REQUIRED TASK 1:
Name each distinct username that posts in the forum thread about the lot of 3 speed parts.
REQUIRED TASK 2:
In the rows, substitute "image" for "photo" from the line with "of the golden" through the last row. Return only those lines, and leave the pictures out.

PAGE EXCERPT:
[start]

# DOND Misc. large lot of 3 speed parts



## ABC Services (Jun 14, 2022)

Large lot of 3 speed parts, I think for Shimano 3 speeds. everything as pictured.


----------



## Oldbikeguy1960 (Jun 14, 2022)

I can get the ball rolling at $20


----------



## ABC Services (Jun 15, 2022)

Great start thank you! Hoping to get just a little more on this.


----------



## Oldbikeguy1960 (Jun 15, 2022)

I can understand, I am working on another offer. I have a check coming on a bike I sold should be here today or tomorrow but I didnt want to jump the gun and keep you waiting man. 
I figured that was a start, and I can use a few pieces to experiment with for something I am working on and still have plenty left I can leave unmodified. 
I will be back on with another offer soon.


----------



## manuelvilla (Jun 15, 2022)

35


----------



## Oldbikeguy1960 (Jun 15, 2022)

I could do $40 to Central Illinois, The Bunghole State. Highest overall tax rate in America!
I say that like I am proud of it, huh?


----------



## ABC Services (Jun 15, 2022)

Oldbikeguy1960 said:


> I could do $40 to Central Illinois, The Bunghole State. Highest overall tax rate in America!
> I say that like I am proud of it, huh?



Just want to clarify, is that an offer of 40 + 9 shipping or an offer for 40 shipped??


----------



## Oldbikeguy1960 (Jun 15, 2022)

$49 total


----------



## manuelvilla (Jun 15, 2022)

_50_


----------



## ABC Services (Jun 15, 2022)

manuelvilla said:


> _50_



Deal!


----------

[end]

[Saved data entries]
[start]

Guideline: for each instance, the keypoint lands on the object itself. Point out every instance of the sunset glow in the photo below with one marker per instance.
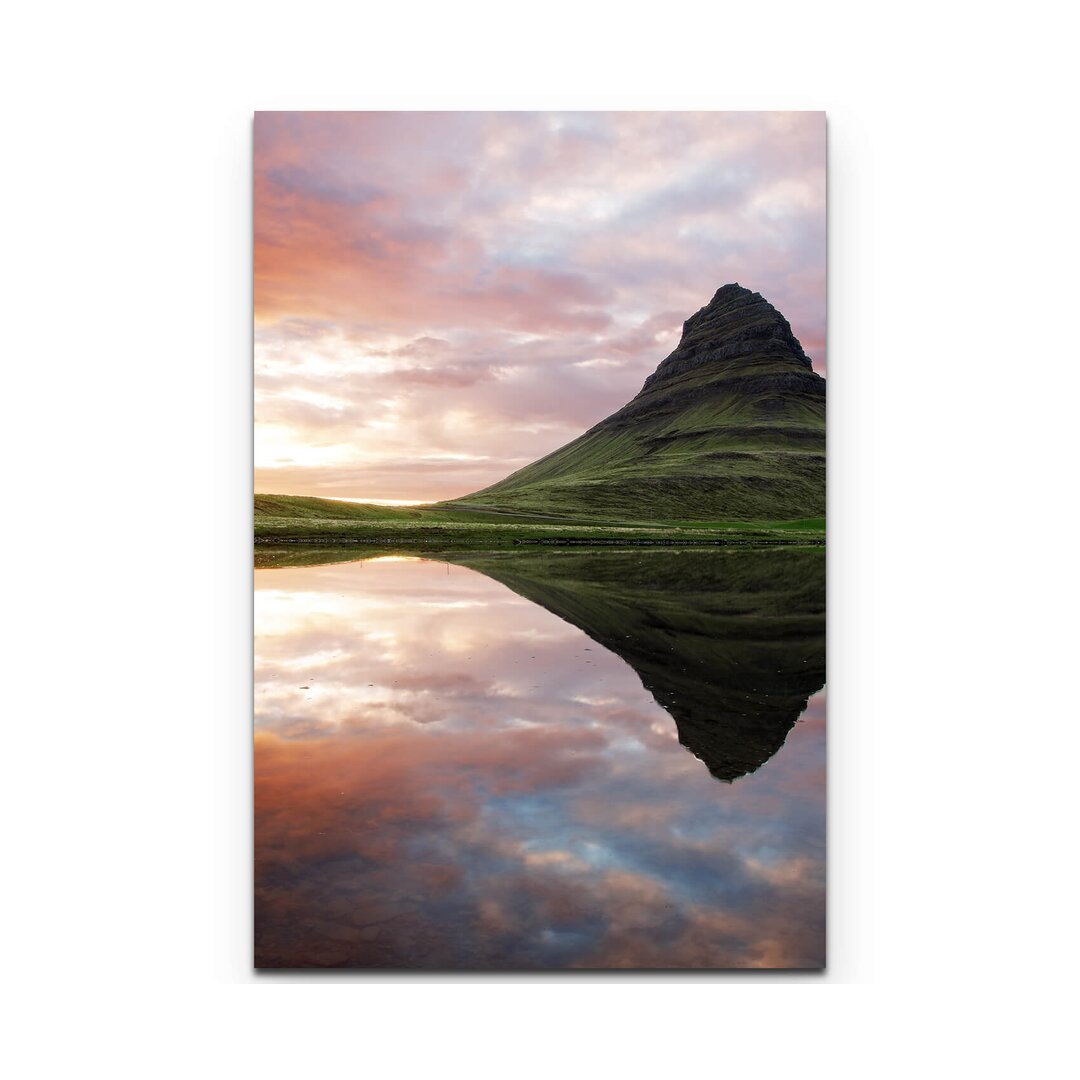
(441, 298)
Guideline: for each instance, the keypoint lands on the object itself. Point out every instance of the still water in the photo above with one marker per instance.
(540, 760)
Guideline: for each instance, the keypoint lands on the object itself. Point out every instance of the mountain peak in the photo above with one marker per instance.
(730, 427)
(736, 324)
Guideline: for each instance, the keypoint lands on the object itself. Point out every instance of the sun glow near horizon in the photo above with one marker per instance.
(441, 298)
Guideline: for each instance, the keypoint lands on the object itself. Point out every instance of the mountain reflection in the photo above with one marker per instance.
(731, 643)
(449, 772)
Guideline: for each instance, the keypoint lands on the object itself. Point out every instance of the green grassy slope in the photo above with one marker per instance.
(731, 427)
(299, 518)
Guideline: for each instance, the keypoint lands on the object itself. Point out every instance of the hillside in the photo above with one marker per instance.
(730, 427)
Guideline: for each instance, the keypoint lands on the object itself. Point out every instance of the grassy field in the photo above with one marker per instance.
(300, 520)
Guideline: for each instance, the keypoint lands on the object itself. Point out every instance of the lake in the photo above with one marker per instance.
(540, 759)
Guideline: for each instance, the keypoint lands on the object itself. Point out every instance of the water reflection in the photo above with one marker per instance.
(455, 773)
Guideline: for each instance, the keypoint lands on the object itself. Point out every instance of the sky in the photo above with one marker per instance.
(441, 298)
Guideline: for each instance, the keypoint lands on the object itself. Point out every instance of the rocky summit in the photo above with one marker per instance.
(730, 427)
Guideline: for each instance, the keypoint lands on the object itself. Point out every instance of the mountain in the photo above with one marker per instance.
(730, 643)
(730, 427)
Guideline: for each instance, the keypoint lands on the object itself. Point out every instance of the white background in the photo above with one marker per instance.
(953, 415)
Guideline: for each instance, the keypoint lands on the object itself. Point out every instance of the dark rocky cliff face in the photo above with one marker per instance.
(734, 325)
(730, 427)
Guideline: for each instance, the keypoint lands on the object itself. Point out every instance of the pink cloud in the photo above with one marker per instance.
(511, 278)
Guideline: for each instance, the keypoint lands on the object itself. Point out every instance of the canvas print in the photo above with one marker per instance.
(539, 540)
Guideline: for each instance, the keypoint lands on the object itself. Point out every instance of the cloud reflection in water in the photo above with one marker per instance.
(449, 775)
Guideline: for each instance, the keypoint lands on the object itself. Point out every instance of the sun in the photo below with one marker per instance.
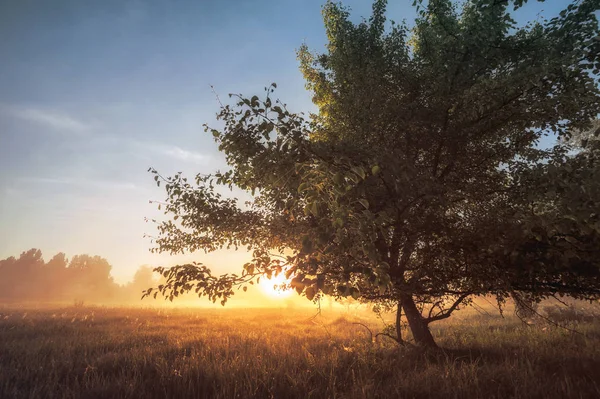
(272, 287)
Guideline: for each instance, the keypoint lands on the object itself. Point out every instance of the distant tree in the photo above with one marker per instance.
(419, 182)
(89, 278)
(142, 279)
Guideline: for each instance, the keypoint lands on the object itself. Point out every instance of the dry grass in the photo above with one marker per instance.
(149, 353)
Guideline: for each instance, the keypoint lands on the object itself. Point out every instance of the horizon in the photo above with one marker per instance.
(92, 95)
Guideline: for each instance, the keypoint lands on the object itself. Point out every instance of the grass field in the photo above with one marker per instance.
(95, 352)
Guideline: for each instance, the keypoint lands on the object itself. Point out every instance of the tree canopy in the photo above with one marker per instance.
(421, 180)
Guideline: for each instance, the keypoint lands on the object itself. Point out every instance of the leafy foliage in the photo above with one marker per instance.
(420, 182)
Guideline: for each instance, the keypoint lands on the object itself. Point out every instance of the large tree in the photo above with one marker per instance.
(420, 181)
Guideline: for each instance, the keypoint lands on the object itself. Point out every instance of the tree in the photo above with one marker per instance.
(419, 182)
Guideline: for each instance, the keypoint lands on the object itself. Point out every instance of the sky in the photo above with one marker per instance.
(93, 93)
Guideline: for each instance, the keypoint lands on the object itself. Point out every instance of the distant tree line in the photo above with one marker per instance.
(83, 278)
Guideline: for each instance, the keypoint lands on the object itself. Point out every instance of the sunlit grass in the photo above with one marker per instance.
(150, 353)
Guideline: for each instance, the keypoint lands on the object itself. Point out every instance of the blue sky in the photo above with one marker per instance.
(92, 93)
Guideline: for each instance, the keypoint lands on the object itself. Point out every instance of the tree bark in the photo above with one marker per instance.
(418, 325)
(399, 323)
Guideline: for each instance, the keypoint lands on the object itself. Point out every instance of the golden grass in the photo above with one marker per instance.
(235, 353)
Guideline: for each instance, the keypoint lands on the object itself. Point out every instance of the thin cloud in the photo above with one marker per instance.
(184, 155)
(171, 151)
(54, 120)
(98, 184)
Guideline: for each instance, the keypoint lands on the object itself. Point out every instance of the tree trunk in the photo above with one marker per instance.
(399, 323)
(416, 322)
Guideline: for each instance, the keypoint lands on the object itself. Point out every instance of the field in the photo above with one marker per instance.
(96, 352)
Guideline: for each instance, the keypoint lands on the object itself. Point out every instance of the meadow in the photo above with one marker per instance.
(99, 352)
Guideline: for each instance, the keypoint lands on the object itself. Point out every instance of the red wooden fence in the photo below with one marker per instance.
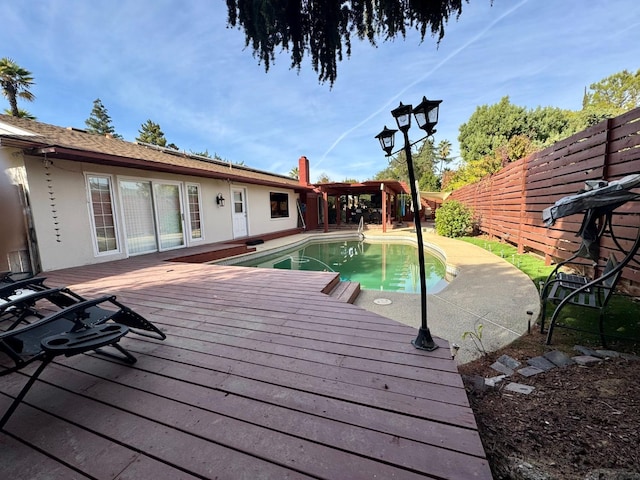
(509, 203)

[end]

WRITTEN REPLY 1:
ABC Services, Oldbikeguy1960, manuelvilla

WRITTEN REPLY 2:
Guideline: for each instance, the keypoint lands on the object itself. Point out every instance of the golden grass in the image above with one marker per instance.
(235, 353)
Guideline: for each instance, the keypoint lands on the object itself. Point out every instance of the thin cloud in the image above with one marker per instance.
(184, 155)
(171, 151)
(54, 120)
(98, 184)
Guideline: for each instance, the keypoint lands on the object itself. Point out every instance of the tree trunk in the image above with one marker per instance.
(399, 323)
(416, 322)
Guideline: for each instance, the keypoint lands on the object itself. Point out every instance of the field in the image above with one marker per instance.
(96, 352)
Guideline: for each instance, the keypoint lands on the object itself. Point out every instance of the meadow in the image above with one marker per instance.
(99, 352)
Guideline: for each instance, the keypoint lands on the object itself. Point out every instance of the red wooden fence in the image below with one marker per instance.
(509, 203)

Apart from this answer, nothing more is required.